WHAT THE TASK ASKS: Copy every one of the entries below word for word, leaving out the pictures.
************
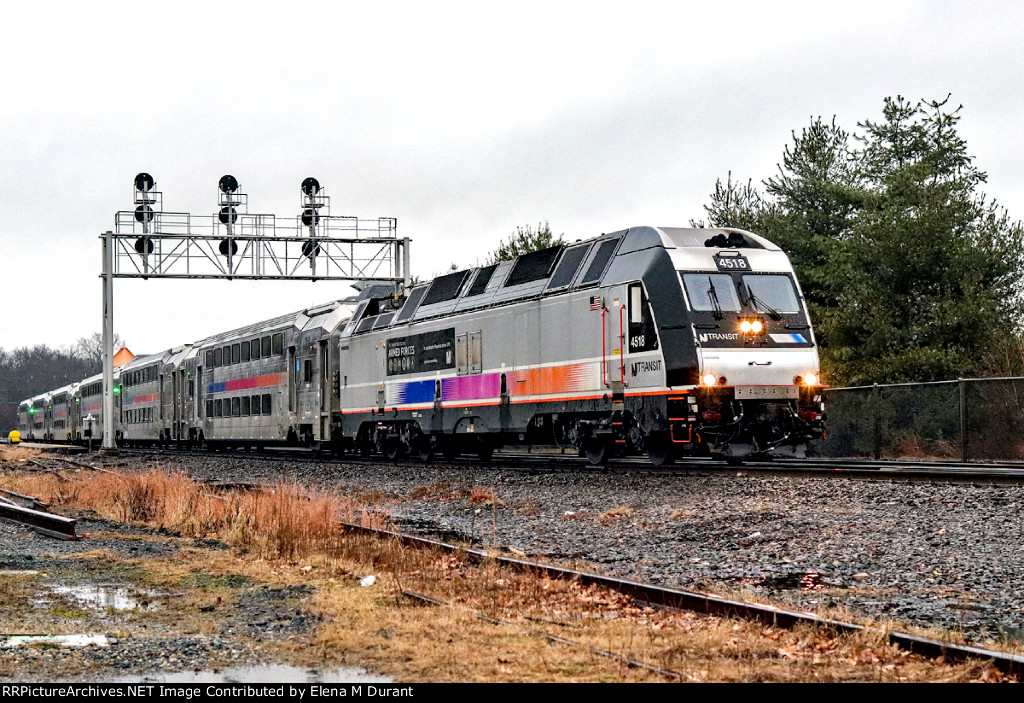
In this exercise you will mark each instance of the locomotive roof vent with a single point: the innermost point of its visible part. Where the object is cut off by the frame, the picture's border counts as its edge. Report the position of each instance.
(734, 240)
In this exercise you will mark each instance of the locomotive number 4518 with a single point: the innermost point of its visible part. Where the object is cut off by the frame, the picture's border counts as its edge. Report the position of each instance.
(732, 263)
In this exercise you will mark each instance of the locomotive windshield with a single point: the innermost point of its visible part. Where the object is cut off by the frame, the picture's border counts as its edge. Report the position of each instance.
************
SOLUTION:
In this exercise you will mark each instance of the locomotive roof vent with a single point: the innermost point of its visible part. Where the object is cut off by the frame, the picture's border counts as its edge. Report the position of each instance.
(734, 240)
In this exercise you will mark each instance of the locomotive number 4518 with a single point: the innermost point of its visible part. Where the object is cut off by the frame, the picture's border counts as its edge. Report the position of each instance.
(732, 263)
In this exercise you will mark each instance of the locomotive windshield with a single point: the innermost point of its visible part. Where the object is cut off by the frame, the picture's border counts as its edge. Report the position of each instance.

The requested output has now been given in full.